### GIVEN REQUEST
Reproduce the data in its entirety, exactly as supplied.

### EXERCISE MATERIALS
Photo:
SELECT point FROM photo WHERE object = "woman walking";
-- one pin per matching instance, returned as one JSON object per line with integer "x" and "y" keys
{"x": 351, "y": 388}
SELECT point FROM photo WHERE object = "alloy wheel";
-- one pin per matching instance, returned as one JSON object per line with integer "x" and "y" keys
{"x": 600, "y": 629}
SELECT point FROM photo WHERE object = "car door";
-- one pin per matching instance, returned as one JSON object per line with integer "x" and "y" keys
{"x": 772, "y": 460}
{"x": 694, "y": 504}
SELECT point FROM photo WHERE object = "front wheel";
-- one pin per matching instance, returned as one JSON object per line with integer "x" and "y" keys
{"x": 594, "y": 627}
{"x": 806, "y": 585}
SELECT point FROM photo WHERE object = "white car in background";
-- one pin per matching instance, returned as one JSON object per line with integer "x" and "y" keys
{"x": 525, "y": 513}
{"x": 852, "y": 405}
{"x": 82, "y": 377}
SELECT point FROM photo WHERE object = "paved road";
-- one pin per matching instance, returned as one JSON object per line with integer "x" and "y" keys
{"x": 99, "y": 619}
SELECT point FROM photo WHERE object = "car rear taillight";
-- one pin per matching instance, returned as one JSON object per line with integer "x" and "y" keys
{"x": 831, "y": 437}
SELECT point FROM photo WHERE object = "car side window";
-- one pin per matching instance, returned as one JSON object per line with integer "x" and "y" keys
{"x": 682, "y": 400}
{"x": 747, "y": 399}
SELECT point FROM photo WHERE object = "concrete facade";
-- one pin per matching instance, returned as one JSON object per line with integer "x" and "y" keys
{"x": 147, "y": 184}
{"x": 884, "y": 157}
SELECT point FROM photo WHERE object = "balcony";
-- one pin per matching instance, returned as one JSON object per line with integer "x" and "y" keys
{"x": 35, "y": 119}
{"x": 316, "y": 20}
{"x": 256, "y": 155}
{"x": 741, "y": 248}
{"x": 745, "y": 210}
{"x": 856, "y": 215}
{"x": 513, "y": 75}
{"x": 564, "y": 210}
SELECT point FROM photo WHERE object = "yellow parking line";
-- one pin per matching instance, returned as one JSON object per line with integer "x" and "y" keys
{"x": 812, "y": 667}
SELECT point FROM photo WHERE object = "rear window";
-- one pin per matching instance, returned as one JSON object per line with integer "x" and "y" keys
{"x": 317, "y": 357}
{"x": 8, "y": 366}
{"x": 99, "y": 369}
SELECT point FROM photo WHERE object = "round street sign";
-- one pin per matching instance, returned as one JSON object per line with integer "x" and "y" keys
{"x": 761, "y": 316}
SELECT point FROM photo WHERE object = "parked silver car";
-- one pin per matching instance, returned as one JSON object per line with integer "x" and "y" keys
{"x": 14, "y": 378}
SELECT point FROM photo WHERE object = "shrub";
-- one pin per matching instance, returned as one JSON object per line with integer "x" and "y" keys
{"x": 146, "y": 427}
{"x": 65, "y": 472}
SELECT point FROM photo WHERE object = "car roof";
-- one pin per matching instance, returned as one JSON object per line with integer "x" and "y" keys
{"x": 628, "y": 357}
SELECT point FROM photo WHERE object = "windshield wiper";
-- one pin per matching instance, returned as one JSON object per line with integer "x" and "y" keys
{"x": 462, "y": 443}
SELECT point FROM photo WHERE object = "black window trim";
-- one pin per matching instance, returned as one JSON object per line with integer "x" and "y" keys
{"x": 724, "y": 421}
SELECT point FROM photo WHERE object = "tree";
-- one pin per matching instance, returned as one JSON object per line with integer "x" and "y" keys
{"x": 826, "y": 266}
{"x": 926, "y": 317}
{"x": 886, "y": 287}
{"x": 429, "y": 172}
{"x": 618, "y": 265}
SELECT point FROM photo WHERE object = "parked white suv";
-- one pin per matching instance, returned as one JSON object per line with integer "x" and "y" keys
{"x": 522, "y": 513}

### EXERCISE RESULT
Photo:
SELECT point FROM photo WHERE object = "woman walking";
-- one pin per matching instance, returned as one JSON object per line with integer "x" and "y" keys
{"x": 351, "y": 388}
SELECT point FROM photo WHERE object = "alloy wheel";
-- one pin per matching instance, returned as one JSON object per line with integer "x" and "y" keys
{"x": 600, "y": 629}
SELECT point FROM photo WHERE object = "car door";
-- one pin per matching instance, returned as one JSON object per line with integer "x" and "y" keys
{"x": 772, "y": 460}
{"x": 694, "y": 504}
SELECT point FROM photo WHERE object = "front wheel";
-- one pin per matching instance, returned as one JSON object per line with integer "x" and "y" keys
{"x": 594, "y": 627}
{"x": 806, "y": 585}
SELECT point FROM photo WHERE object = "white car in background";
-- one pin per matching instance, returned as one JSON object per line with integer "x" and "y" keys
{"x": 525, "y": 513}
{"x": 852, "y": 405}
{"x": 82, "y": 377}
SELECT point FROM photo WHERE object = "paved road";
-- one pin per matching instance, returned as one JSON object per line with integer "x" and "y" keys
{"x": 99, "y": 619}
SELECT point FROM photo WHERE object = "car rear taillight";
-- one pin per matching instance, returned as one JSON object per line with integer "x" and "y" keys
{"x": 831, "y": 437}
SELECT point FROM photo WHERE object = "car side window";
-- one pin per matching instance, returned as one JSON object per line with integer "x" and "y" keys
{"x": 682, "y": 400}
{"x": 747, "y": 399}
SELECT point FROM photo WHERE object = "concrete facade";
-- one pin per matching instance, returned as one JSON object per line with integer "x" and "y" keys
{"x": 147, "y": 184}
{"x": 884, "y": 157}
SELECT point FROM photo WHERE object = "balcony";
-- one pin per matching instance, returned as one JSON object per line with integer "x" and "y" keys
{"x": 35, "y": 119}
{"x": 316, "y": 20}
{"x": 256, "y": 155}
{"x": 741, "y": 248}
{"x": 745, "y": 210}
{"x": 856, "y": 215}
{"x": 513, "y": 75}
{"x": 564, "y": 210}
SELECT point FROM photo WHERE object = "yellow parking line";
-- one pin per matching instance, returned as one JSON object per line with integer "x" and "y" keys
{"x": 812, "y": 667}
SELECT point FROM photo WHERE object = "rear window";
-- one pin per matching instance, returned as one JSON object per line with integer "x" and "y" keys
{"x": 317, "y": 357}
{"x": 8, "y": 366}
{"x": 99, "y": 369}
SELECT point FROM photo WHERE object = "round street sign";
-- one pin per matching instance, returned as one JSON object per line with integer "x" and "y" keys
{"x": 761, "y": 316}
SELECT point FROM photo WHERE object = "parked silver car";
-- one pin per matching instance, returned as one JSON object per line with integer "x" and "y" keys
{"x": 14, "y": 378}
SELECT point FROM photo WHERE object = "shrub";
-- one pin per matching instance, returned as one JSON object per line with integer "x" and "y" keys
{"x": 146, "y": 427}
{"x": 65, "y": 472}
SELECT point FROM photo WHERE object = "car roof";
-- one pin per matching instance, returned as one JSON object per line with integer "x" and "y" keys
{"x": 628, "y": 357}
SELECT point FROM photo WHERE object = "windshield wiper";
-- one pin per matching instance, returned as one JSON object per line with integer "x" and "y" keys
{"x": 462, "y": 443}
SELECT point FROM photo WHERE object = "black window trim";
-- one pin per matching instance, returned as one JSON object per line with integer "x" and "y" keys
{"x": 724, "y": 421}
SELECT point FROM photo WHERE object = "tree";
-- one pin per matching instance, returned as one JSON object per line with integer "x" and "y" keys
{"x": 826, "y": 266}
{"x": 926, "y": 317}
{"x": 886, "y": 287}
{"x": 429, "y": 172}
{"x": 618, "y": 265}
SELECT point FROM photo WHERE object = "parked white suv";
-- one pin per matching instance, returned as one JSON object per line with integer "x" and "y" keys
{"x": 522, "y": 513}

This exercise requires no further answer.